Write out the passage of the thread on foliated categories between "Has anyone with" and "what’s going on.", inclusive.
[TEXT BLOCK]
I have no time these days to inspect the video, will do as soon as I finish a big overdue task I need to finish these days; I am very eager to study the video in detail. I was told those definitions by Igor, but I may be quite wrong in my memory. It is about factorization systems vertical vs. horizontal. There is a weaker notion of prefoliated category. In think, there is a remark about foliated categories in the lectures a la Benabou on fibered categories written by Thomas Streicher.
That’s ok. I just wondered if you knew.
Has anyone with an understanding of spoken French listened to the section 9:53-14:00, where I think foliated categories are defined. Certainly Bénabou defines prefoliated categories there, but I get lost when he starts describing the equivalence of two conditions he calls $(C_0)$ and $(C_1)$. These might just be something that holds for prefoliated categories. I’m going to continue to watch the video, and then transcribe at least the definition at foliated category. EDIT: no, he definitely hasn’t defined foliated categories at that point.
And for future reference, Streicher mentions the term foliated category, but never defines it, and the example very briefly mentioned is not really sufficient to figure out what’s going on.
Ok, I think the definition of a foliated category comes in at about 46:27, beginning with the definition of a ’horizontal arrow’. There’s also something to do with the closure of cartesian arrows under composition.
PS Someone coughs right at the wrong moment, and I think the obscured word is either ’horizontal’ or ’cartesian’. Perhaps it can be reconstructed from context.
PPS I think the definitions go like this, if someone confirms, I can add it to the nLab page. The first one is ok, the second one is conjectural, based on my incomplete understanding of French.
Definition Given a functor $P:X\to S$, the category $X$ is prefoliated if every arrow of $X$ admits a factorisation into a vertical arrow followed by a cartesian arrow.
“Definition” A prefoliated category is foliated if it is equipped with a class of arrows called horizontal such that whenever $f:x\to y$ is cartesian, and $h:y\to z$ is horizontal, then $h\circ f:x\to z$ is cartesian.
I’m not 100% sure whether a foliated category is equipped with horizontal arrows, as extra structure, or if they arise some other way.
What’s the motivation?
For Bénabou or me? If you want to know the former, then I suppose it’s the usual search for general axioms that give nice theorems in pure category theory. For me, well, I’m just curious.
What is one of the nice theorems that he’s after? What is a motivating example? Why do we consider this definition?
I heard of a number of naturally occuring examples, but I have no exact memory of them (sorry, I have quite a bad memory). He spent few years working on it, and I was told it is quite a lot behind it. From a point of view, the theory is roughly and partly about a connection between factorization systems (horizontal vs. vertical) and the theory of generalized fibrations.In 2011 (cf. link) Benabou gave a talk
Title : A NEW APPROACH TO THE NOTION OF “BEING CARTESIAN”
[/TEXT BLOCK]
[SUPPLIED MATERIAL]
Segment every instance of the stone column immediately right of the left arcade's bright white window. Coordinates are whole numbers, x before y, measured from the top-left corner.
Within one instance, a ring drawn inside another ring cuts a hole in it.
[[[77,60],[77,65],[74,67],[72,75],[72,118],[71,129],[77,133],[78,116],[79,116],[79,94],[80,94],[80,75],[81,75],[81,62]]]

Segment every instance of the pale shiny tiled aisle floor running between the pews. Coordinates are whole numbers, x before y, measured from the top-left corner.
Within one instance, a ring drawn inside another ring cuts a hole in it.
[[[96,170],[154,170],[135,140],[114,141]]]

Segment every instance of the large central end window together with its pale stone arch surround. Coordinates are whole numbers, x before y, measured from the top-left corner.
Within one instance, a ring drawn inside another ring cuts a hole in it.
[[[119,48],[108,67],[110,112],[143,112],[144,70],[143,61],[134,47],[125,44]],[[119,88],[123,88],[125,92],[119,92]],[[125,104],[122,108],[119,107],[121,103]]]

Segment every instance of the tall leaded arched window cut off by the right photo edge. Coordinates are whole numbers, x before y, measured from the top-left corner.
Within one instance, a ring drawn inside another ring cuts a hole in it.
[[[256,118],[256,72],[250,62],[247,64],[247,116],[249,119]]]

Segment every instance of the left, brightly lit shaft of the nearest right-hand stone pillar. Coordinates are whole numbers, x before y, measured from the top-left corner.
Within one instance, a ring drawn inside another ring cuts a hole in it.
[/SUPPLIED MATERIAL]
PROBLEM SOLUTION:
Has anyone with an understanding of spoken French listened to the section 9:53-14:00, where I think foliated categories are defined. Certainly Bénabou defines prefoliated categories there, but I get lost when he starts describing the equivalence of two conditions he calls $(C_0)$ and $(C_1)$. These might just be something that holds for prefoliated categories. I’m going to continue to watch the video, and then transcribe at least the definition at foliated category. EDIT: no, he definitely hasn’t defined foliated categories at that point.
And for future reference, Streicher mentions the term foliated category, but never defines it, and the example very briefly mentioned is not really sufficient to figure out what’s going on.